╭─ Recorded data

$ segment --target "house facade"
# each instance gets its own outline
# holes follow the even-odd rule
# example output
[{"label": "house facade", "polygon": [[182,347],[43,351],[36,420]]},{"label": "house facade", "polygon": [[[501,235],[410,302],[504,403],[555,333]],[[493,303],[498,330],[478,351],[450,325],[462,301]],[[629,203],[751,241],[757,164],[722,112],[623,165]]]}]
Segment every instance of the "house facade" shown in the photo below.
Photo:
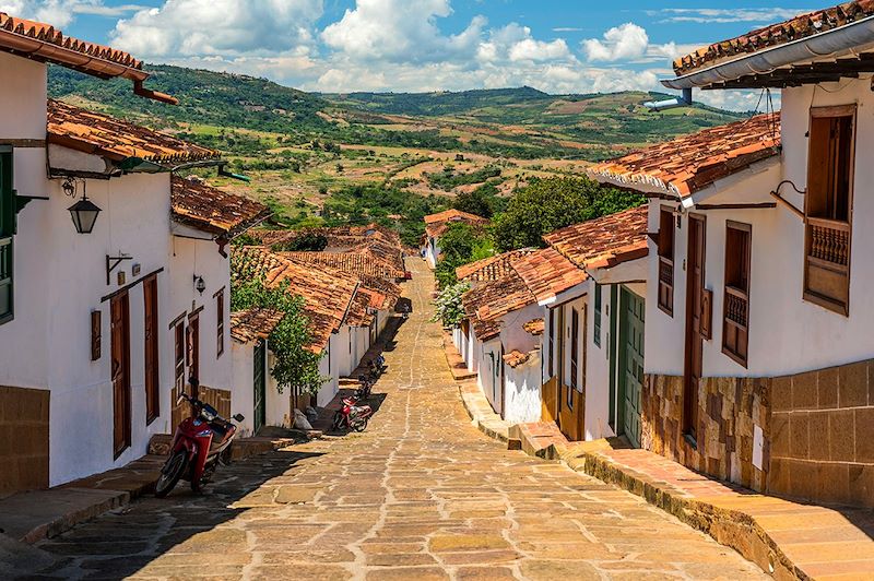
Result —
[{"label": "house facade", "polygon": [[425,216],[425,236],[422,238],[421,252],[430,269],[435,269],[437,262],[440,261],[440,254],[442,253],[440,237],[446,234],[452,224],[484,226],[488,224],[488,221],[461,210],[446,210]]},{"label": "house facade", "polygon": [[668,86],[780,88],[782,111],[592,169],[650,194],[659,232],[643,446],[756,490],[862,506],[871,22],[874,7],[849,2],[680,59]]},{"label": "house facade", "polygon": [[122,76],[135,93],[173,102],[142,87],[147,73],[130,55],[5,14],[0,24],[0,69],[10,80],[0,91],[0,406],[20,411],[3,427],[27,441],[0,444],[4,465],[15,466],[0,477],[0,494],[9,494],[120,466],[168,431],[170,170],[218,159],[47,99],[54,62]]}]

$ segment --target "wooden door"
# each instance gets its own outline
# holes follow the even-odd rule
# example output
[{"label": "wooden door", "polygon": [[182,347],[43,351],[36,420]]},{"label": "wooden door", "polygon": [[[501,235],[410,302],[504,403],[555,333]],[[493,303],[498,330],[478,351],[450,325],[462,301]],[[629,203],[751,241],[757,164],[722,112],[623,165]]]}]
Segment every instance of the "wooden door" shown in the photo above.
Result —
[{"label": "wooden door", "polygon": [[623,394],[623,428],[633,446],[640,446],[640,394],[643,390],[643,327],[646,306],[642,298],[622,288],[619,321],[619,390]]},{"label": "wooden door", "polygon": [[704,217],[689,215],[689,246],[686,281],[686,360],[683,387],[683,431],[698,438],[698,387],[701,380],[704,337],[702,296],[705,236]]},{"label": "wooden door", "polygon": [[143,281],[143,340],[145,344],[145,423],[161,415],[161,379],[157,348],[157,276]]},{"label": "wooden door", "polygon": [[113,452],[121,455],[130,446],[130,301],[127,293],[109,304],[113,380]]},{"label": "wooden door", "polygon": [[252,357],[255,359],[255,374],[252,378],[255,387],[255,416],[252,418],[252,425],[255,432],[258,434],[258,430],[267,424],[267,347],[263,339],[256,343],[252,348]]},{"label": "wooden door", "polygon": [[[200,381],[200,317],[188,319],[188,377]],[[197,396],[196,393],[191,395]]]}]

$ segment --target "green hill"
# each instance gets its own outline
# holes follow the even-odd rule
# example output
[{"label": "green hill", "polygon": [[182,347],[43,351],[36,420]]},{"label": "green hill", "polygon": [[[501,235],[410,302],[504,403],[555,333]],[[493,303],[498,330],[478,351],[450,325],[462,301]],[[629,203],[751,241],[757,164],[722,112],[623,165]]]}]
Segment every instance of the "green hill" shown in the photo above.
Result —
[{"label": "green hill", "polygon": [[741,118],[694,105],[643,107],[653,93],[550,95],[532,87],[439,93],[312,94],[265,79],[150,64],[151,88],[178,106],[51,67],[49,94],[239,155],[321,142],[595,161]]}]

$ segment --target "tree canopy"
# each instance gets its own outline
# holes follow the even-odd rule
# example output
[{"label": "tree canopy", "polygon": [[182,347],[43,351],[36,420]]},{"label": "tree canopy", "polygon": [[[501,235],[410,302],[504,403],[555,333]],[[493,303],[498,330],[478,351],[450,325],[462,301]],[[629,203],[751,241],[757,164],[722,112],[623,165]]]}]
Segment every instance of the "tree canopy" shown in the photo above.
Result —
[{"label": "tree canopy", "polygon": [[645,202],[642,195],[606,188],[588,178],[546,178],[519,190],[494,221],[501,252],[543,247],[543,235]]}]

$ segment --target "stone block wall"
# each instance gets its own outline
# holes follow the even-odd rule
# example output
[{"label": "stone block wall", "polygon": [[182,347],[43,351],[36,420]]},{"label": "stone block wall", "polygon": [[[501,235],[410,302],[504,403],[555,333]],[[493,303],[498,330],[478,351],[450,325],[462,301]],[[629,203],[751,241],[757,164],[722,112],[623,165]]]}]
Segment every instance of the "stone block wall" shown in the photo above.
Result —
[{"label": "stone block wall", "polygon": [[48,488],[49,392],[0,387],[0,498]]},{"label": "stone block wall", "polygon": [[874,507],[874,360],[775,378],[768,491]]},{"label": "stone block wall", "polygon": [[[693,470],[763,491],[767,485],[770,380],[704,378],[697,441],[683,434],[683,378],[647,376],[641,394],[641,447]],[[754,462],[756,427],[761,458]]]}]

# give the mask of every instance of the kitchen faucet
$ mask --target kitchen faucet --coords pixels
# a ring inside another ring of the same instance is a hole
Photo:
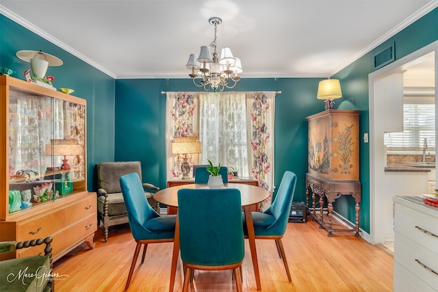
[[[424,140],[423,140],[423,159],[422,162],[426,162],[426,149],[427,149],[427,138],[424,138]]]

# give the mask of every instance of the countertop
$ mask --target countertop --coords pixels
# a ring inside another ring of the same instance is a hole
[[[430,172],[435,168],[435,162],[388,162],[385,167],[385,172]]]

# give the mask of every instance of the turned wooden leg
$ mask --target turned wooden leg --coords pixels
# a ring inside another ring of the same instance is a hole
[[[333,235],[331,233],[331,229],[332,229],[332,214],[331,212],[333,210],[333,205],[332,204],[331,202],[328,202],[328,214],[327,215],[328,216],[328,234],[327,234],[327,236],[328,237],[332,237],[333,236]]]
[[[321,193],[322,191],[320,191],[320,217],[321,218],[320,228],[324,228],[322,226],[322,224],[324,223],[324,193]]]
[[[356,209],[356,232],[355,233],[355,236],[356,237],[360,237],[361,235],[359,234],[359,211],[361,210],[361,206],[357,202],[356,202],[355,209]]]

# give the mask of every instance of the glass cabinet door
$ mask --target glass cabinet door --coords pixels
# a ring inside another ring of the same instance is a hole
[[[83,105],[11,88],[9,212],[86,190]]]

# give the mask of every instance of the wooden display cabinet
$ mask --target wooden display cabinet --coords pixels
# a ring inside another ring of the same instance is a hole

╰─

* _Stated goal_
Turn every line of the items above into a numbered list, leaving out the blank lines. Omit the pictures from your answer.

* _Task solution_
1. $ segment --target "house facade"
2. # each instance gets its own outline
3. # holes follow the even-odd rule
4. # example output
5. [{"label": "house facade", "polygon": [[182,347],[43,351],[36,420]]},{"label": "house facade", "polygon": [[[501,235],[410,302],[504,403],[555,333]],[[493,303],[498,330],[478,351],[450,325],[462,301]],[[629,203],[751,241],[757,164],[722,112],[623,165]]]}]
6. Segment every instance of the "house facade" shown in the photo below.
7. Photo:
8. Result —
9. [{"label": "house facade", "polygon": [[425,216],[425,236],[422,238],[421,252],[430,269],[435,269],[437,262],[440,261],[440,254],[442,253],[440,237],[446,234],[452,224],[484,226],[488,224],[488,221],[461,210],[446,210]]},{"label": "house facade", "polygon": [[668,86],[780,88],[782,111],[592,169],[650,194],[659,232],[643,446],[756,490],[862,506],[871,22],[874,7],[849,2],[680,59]]},{"label": "house facade", "polygon": [[122,76],[135,93],[173,102],[142,87],[147,73],[130,55],[5,14],[0,24],[0,69],[10,80],[0,91],[0,406],[20,411],[3,427],[27,441],[0,444],[4,465],[15,466],[0,477],[0,494],[9,494],[120,466],[168,431],[170,170],[218,159],[47,99],[54,62]]}]
10. $ segment --target "wooden door"
11. # each instance gets its own outline
12. # holes follow the even-odd rule
13. # example output
14. [{"label": "wooden door", "polygon": [[182,347],[43,351],[36,420]]},{"label": "wooden door", "polygon": [[[501,235],[410,302],[504,403],[555,333]],[[493,303],[498,330],[478,351],[450,325],[462,301]],[[629,203],[751,241],[757,164],[722,112],[623,165]]]}]
15. Segment every instance of the "wooden door" shown in the photo above.
16. Result —
17. [{"label": "wooden door", "polygon": [[623,394],[623,428],[633,446],[640,446],[640,394],[643,390],[643,327],[646,306],[642,298],[622,288],[619,321],[619,390]]},{"label": "wooden door", "polygon": [[704,217],[689,215],[689,246],[686,281],[686,360],[683,387],[683,431],[698,438],[698,387],[701,380],[704,337],[702,296],[705,236]]},{"label": "wooden door", "polygon": [[143,281],[143,340],[145,344],[145,423],[161,415],[161,379],[157,348],[157,276]]},{"label": "wooden door", "polygon": [[113,452],[121,455],[130,446],[130,301],[127,293],[109,304],[113,380]]},{"label": "wooden door", "polygon": [[252,357],[255,359],[255,374],[252,378],[255,387],[255,416],[252,418],[252,425],[255,432],[258,434],[258,430],[267,424],[267,347],[263,339],[256,343],[252,348]]},{"label": "wooden door", "polygon": [[[200,381],[200,317],[188,319],[188,377]],[[197,396],[196,393],[191,395]]]}]
18. $ segment --target "green hill"
19. # each instance gets its own outline
20. # holes follow the even-odd rule
21. # example output
22. [{"label": "green hill", "polygon": [[182,347],[43,351],[36,420]]},{"label": "green hill", "polygon": [[[501,235],[410,302],[504,403],[555,333]],[[493,303],[498,330],[478,351],[450,325],[462,301]],[[629,203],[751,241],[757,164],[722,112],[623,165]]]}]
23. Segment every instance of the "green hill" shown in the photo above.
24. Result —
25. [{"label": "green hill", "polygon": [[741,118],[694,105],[643,107],[653,93],[550,95],[532,87],[439,93],[312,94],[265,79],[150,64],[151,88],[178,106],[51,67],[49,94],[239,155],[321,142],[595,161]]}]
26. $ segment --target "tree canopy"
27. # each instance gets its own outline
28. # holes follow the even-odd rule
29. # example output
30. [{"label": "tree canopy", "polygon": [[182,347],[43,351],[36,420]]},{"label": "tree canopy", "polygon": [[[501,235],[410,302],[504,403],[555,333]],[[493,303],[498,330],[478,351],[450,325],[462,301]],[[629,203],[751,241],[757,164],[722,112],[623,165]]]}]
31. Segment every instance of the "tree canopy" shown in the photo above.
32. Result —
33. [{"label": "tree canopy", "polygon": [[645,202],[642,195],[606,188],[588,178],[546,178],[519,190],[494,221],[501,252],[543,247],[543,235]]}]
34. $ segment --target "stone block wall"
35. # each instance gets its own outline
36. # holes follow the even-odd rule
37. # example output
38. [{"label": "stone block wall", "polygon": [[182,347],[43,351],[36,420]]},{"label": "stone block wall", "polygon": [[[501,235],[410,302],[504,403],[555,333]],[[493,303],[498,330],[478,351],[450,325],[462,301]],[[629,203],[751,241],[757,164],[722,112],[623,165]]]}]
39. Segment every instance of the "stone block wall" shown in the photo above.
40. Result —
41. [{"label": "stone block wall", "polygon": [[48,488],[49,392],[0,387],[0,498]]},{"label": "stone block wall", "polygon": [[874,507],[874,360],[775,378],[768,491]]},{"label": "stone block wall", "polygon": [[[693,470],[763,491],[767,485],[770,380],[704,378],[697,441],[683,434],[683,378],[647,376],[641,394],[641,447]],[[754,462],[756,427],[761,458]]]}]
42. # give the mask of every instance of the kitchen faucet
43. $ mask --target kitchen faucet --coords pixels
44. # a ring inside another ring of the same instance is a hole
45. Photo:
46. [[[424,140],[423,140],[423,159],[422,162],[426,162],[426,149],[427,149],[427,138],[424,138]]]
47. # give the mask of every instance of the countertop
48. $ mask --target countertop --coords pixels
49. # a ring inside another ring of the same instance is a hole
50. [[[430,172],[435,168],[435,162],[388,162],[385,167],[385,172]]]
51. # give the mask of every instance of the turned wooden leg
52. $ mask --target turned wooden leg --coords pixels
53. # a ring inside another ring of the same instance is a hole
54. [[[333,235],[331,233],[331,229],[332,229],[332,214],[331,212],[333,210],[333,205],[332,204],[331,202],[328,202],[328,214],[327,215],[328,216],[328,234],[327,234],[327,236],[328,237],[332,237],[333,236]]]
55. [[[321,193],[322,191],[320,191],[320,217],[321,218],[320,228],[324,228],[322,226],[322,224],[324,223],[324,193]]]
56. [[[356,209],[356,232],[355,233],[355,236],[356,237],[360,237],[361,235],[359,234],[359,211],[361,210],[361,206],[357,202],[356,202],[355,209]]]
57. # give the mask of every instance of the glass cabinet door
58. $ mask --target glass cabinet door --coords pixels
59. # a ring inside another ring of the same instance is a hole
60. [[[83,105],[11,88],[9,212],[86,190]]]
61. # give the mask of every instance of the wooden display cabinet
62. $ mask --target wooden display cabinet --coords pixels
63. # a ring inside another ring of the same instance is a hole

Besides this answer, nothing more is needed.